◆ Material for the task
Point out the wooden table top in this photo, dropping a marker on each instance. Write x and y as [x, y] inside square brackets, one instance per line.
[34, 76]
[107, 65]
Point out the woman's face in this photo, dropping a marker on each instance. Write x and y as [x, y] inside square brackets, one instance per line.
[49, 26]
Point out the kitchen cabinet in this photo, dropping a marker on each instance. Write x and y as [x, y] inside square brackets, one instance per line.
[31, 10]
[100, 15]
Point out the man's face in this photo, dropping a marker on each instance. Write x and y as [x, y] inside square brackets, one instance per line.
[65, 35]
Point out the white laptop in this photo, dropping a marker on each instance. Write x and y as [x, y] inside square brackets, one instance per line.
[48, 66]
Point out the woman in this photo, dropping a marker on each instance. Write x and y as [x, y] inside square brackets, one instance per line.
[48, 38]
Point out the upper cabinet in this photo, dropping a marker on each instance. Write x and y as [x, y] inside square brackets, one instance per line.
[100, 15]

◆ What you will do
Rewrite the material above as a Markdown table with the columns Row and Line, beginning at the line that contains "Point out the white" and continuing through the end of the material. Give each line its own row number and skip any blank lines.

◆ Solution
| Row | Line |
|---|---|
| 1 | Point out the white laptop in this photo, dropping a marker on each instance. Write x and y as [x, y] inside square brackets, one instance per line. |
| 2 | [48, 66] |
| 3 | Point out the woman in this photo, dropping a marker on each instance. Write x and y as [x, y] inside square brackets, one instance per line. |
| 4 | [48, 38] |
| 5 | Point out the upper cabinet in this photo, dropping a marker on each instance. Write x and y as [x, y] inside square brackets, one instance per line. |
| 6 | [100, 15] |